Passage extrait »
● ● ● ●

Islam et europe : le désamour de soi des Européens
La civilisation européenne n’est pas menacée en priorité par son environnement extérieur, mais par elle-même. Son principal adversaire s’appelle le désamour de soi. Nous aimons peut-être prendre de petits plaisirs par ci par là, cultiver notre petite intériorité avec des cours de « développement personnel ». Toutefois, ce que nous sommes en profondeur, nous ne l’abordons qu’avec réticence – quand nous ne l’occultons pas, ainsi que l’a montré la séquence au cours de laquelle les instances européennes n’ont pas désiré faire mention des racines chrétiennes de notre continent dans sa Constitution.
Nous ne savons plus mettre des mots sur notre identité. La promotion hyperbolique de la notion de « l’ Autre » dans la postmodernité a entraîné par contrecoup le délaissement de la question de notre identité. Non pas que le « souci de soi » (Foucault) ait été négligé. Cependant cette culture de soi, trop focalisée sur l’ego, trop individualiste, ne possède pas d’assises assez solides pour bâtir ce qui pourrait ressembler à une identité collective. La quête identitaire est toujours perçue, par un certain magistère moral, comme relevant de crispations réactionnaires, nostalgiques d’un ordre ancien. Comme l’écrit Pierre Manent : « Nous n’avons pas d’existence propre, nous ne voulons pas, nous ne voulons d’aucune façon, qui serait nécessairement particulière, d’un être propre. » (La Raison des nations, Gallimard, 2006 ).

● ● ● ●

Entrées »
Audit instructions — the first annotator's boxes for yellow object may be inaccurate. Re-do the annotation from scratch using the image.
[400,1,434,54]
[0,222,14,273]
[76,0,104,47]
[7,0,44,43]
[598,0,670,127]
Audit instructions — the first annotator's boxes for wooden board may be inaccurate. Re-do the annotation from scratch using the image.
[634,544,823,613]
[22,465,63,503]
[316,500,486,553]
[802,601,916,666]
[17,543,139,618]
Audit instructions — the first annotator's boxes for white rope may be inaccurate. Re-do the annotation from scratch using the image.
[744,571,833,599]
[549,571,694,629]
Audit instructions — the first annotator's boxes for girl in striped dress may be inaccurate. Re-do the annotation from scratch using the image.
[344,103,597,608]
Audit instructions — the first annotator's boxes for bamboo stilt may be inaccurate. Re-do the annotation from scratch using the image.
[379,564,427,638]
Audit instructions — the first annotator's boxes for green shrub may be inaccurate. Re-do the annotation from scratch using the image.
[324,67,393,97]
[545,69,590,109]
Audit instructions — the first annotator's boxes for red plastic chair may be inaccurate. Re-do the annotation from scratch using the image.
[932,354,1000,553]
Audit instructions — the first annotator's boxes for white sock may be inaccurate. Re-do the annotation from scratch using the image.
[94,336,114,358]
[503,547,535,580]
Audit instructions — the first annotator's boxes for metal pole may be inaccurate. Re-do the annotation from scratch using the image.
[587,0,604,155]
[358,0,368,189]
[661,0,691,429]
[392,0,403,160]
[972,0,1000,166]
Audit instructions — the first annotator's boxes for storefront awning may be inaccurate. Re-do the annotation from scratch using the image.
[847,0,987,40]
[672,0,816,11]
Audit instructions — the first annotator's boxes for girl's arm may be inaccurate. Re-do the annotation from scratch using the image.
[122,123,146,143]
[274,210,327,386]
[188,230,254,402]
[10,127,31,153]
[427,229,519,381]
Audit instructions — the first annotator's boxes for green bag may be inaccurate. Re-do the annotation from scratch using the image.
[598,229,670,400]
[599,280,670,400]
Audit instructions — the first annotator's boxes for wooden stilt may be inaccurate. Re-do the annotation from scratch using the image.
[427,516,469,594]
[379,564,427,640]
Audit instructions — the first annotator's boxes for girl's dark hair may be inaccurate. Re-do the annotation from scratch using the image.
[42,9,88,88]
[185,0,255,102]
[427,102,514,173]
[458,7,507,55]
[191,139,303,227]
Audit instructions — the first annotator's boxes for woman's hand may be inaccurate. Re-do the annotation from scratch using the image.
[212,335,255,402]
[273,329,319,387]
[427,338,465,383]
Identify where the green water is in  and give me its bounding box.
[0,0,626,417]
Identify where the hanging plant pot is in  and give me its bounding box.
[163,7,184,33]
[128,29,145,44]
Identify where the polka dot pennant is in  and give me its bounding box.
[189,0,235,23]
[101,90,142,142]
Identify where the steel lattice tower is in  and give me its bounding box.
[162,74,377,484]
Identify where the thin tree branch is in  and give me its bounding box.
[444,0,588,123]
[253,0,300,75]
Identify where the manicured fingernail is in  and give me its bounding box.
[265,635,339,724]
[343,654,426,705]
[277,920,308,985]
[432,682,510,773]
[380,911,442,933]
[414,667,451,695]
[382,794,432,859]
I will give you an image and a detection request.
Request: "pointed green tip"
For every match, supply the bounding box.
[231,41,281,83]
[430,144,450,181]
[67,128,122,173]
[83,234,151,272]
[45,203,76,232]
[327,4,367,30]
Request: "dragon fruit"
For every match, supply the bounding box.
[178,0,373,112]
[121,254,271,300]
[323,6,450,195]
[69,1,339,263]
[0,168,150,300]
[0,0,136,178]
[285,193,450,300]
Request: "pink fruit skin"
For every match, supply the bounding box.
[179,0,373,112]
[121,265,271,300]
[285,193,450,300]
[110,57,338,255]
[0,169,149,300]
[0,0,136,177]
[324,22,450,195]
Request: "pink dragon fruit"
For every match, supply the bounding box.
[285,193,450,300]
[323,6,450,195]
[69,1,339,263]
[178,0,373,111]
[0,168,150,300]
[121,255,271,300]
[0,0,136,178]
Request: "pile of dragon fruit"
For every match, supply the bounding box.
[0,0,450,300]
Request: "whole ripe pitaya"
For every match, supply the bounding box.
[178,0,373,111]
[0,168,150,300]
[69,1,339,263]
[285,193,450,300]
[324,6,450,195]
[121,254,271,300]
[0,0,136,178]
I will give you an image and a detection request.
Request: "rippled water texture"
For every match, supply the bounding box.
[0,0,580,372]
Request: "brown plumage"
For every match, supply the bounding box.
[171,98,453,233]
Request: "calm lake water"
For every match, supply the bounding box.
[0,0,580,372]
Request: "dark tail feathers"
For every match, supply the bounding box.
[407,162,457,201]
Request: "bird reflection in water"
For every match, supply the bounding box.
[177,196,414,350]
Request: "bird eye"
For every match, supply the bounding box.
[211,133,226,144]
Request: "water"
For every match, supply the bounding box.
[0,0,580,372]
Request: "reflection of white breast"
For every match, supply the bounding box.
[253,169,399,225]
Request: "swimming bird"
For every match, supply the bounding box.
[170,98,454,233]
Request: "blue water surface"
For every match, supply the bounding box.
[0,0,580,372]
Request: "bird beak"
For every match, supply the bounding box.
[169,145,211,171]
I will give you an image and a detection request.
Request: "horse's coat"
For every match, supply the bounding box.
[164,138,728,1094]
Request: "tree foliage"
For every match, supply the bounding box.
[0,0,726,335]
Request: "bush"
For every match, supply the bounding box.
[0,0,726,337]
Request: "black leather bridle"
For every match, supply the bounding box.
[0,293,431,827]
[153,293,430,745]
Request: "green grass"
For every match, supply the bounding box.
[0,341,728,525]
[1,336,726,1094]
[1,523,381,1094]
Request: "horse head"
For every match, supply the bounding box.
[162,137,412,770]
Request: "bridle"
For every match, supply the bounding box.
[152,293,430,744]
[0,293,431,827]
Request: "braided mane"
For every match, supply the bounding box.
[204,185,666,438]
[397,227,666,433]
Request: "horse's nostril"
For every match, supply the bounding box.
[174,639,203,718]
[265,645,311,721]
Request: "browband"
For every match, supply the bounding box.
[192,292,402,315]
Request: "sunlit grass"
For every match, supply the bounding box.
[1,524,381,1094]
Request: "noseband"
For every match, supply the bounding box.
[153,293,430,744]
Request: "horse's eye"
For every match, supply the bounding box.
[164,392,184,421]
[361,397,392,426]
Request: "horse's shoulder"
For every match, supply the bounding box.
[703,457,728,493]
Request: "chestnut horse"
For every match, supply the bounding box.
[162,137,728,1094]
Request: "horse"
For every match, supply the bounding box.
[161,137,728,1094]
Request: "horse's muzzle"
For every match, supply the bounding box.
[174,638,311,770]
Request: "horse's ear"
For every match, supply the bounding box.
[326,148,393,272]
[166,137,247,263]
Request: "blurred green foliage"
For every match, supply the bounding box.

● ● ● ●

Consignes »
[a] Relevez, dans l'extrait sur le désamour de soi des Européens, tous les mots distincts qui se terminent par « -ité », en ne citant chacun qu'une fois.
[b] Mettez à jour la partie de l'extrait sur le désamour de soi des Européens qui s'ouvre sur les mots contenant « Islam et europe » et se clôt sur « dans sa Constitution. », en substituant « culture européenne » à « civilisation européenne ».
Ce matériel provient d'une source distincte de celle de l'extrait.

Réponses aux consignes »
[a] priorité, intériorité, identité, postmodernité

[b]
Islam et europe : le désamour de soi des Européens
La culture européenne n’est pas menacée en priorité par son environnement extérieur, mais par elle-même. Son principal adversaire s’appelle le désamour de soi. Nous aimons peut-être prendre de petits plaisirs par ci par là, cultiver notre petite intériorité avec des cours de « développement personnel ». Toutefois, ce que nous sommes en profondeur, nous ne l’abordons qu’avec réticence – quand nous ne l’occultons pas, ainsi que l’a montré la séquence au cours de laquelle les instances européennes n’ont pas désiré faire mention des racines chrétiennes de notre continent dans sa Constitution.